Expert job search advice.

The Role of the Agency Recruiter: A Curated Career Conversation

Did you know there are FOUR different types of recruiters? Many job seekers are unaware of four types of recruiters: internal corporate recruiters, executive search recruiters, agency recruiters, and staffing recruiters. Each type of recruiter is compensated differently, either through salary, a retainer, or a fee for placement. I am excited to share my conversation with Ben Sheffield about the role of the agency recruiter – a recruiter who works with various companies and often specializes in specific industries.

Ben shares what makes agency recruiters different from other types of recruiters, and how job seekers can leverage their relationships with recruiters to make the most of their job search. Let’s get started…

What is an Agency Recruiter?

Sarah Johnston (SJ): What is the role of the agency recruiter?

Ben Sheffield (Ben): On a daily basis, my main goal is twofold. I want to help companies find the right candidates for their needs, whether it’s a Java developer, a lead data analyst, or any other important role. However, I also understand the importance of helping individuals find jobs or improve their careers. So, my role involves serving both clients and individuals. If I can successfully fulfill both aspects as I want to, then I’ve done my job.

My role involves serving both clients and individuals.

Ben Sheffield

It’s important to note that our approach differs from that of internal recruiters or talent acquisition professionals. Companies pay us to help them find suitable candidates. However, my objective is to assist individuals just as much as I do to corporations.

How are Agency Recruiters Compensated?

▶ _Complete the following_:
A) Repeat word for word the part of the agency recruiter article that opens with the words containing "It’s important to" and closes with "Agency Recruiters Compensated?".
B) Answer these questions using the agency recruiter article.
(i) How many types of recruiters does the article say there are?
(ii) According to Ben Sheffield, who pays agency recruiters to help find suitable candidates?
(iii) Which two example roles does Ben Sheffield name when describing the candidates companies need?
The lines after this point are separate material, apart from the agency recruiter article.

▶ _Information provided_:

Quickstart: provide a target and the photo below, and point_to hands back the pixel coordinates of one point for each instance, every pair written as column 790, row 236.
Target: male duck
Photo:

▶ _Answer set_:
A)
It’s important to note that our approach differs from that of internal recruiters or talent acquisition professionals. Companies pay us to help them find suitable candidates. However, my objective is to assist individuals just as much as I do to corporations.

How are Agency Recruiters Compensated?

B)
(i) Four
(ii) Companies
(iii) A Java developer and a lead data analyst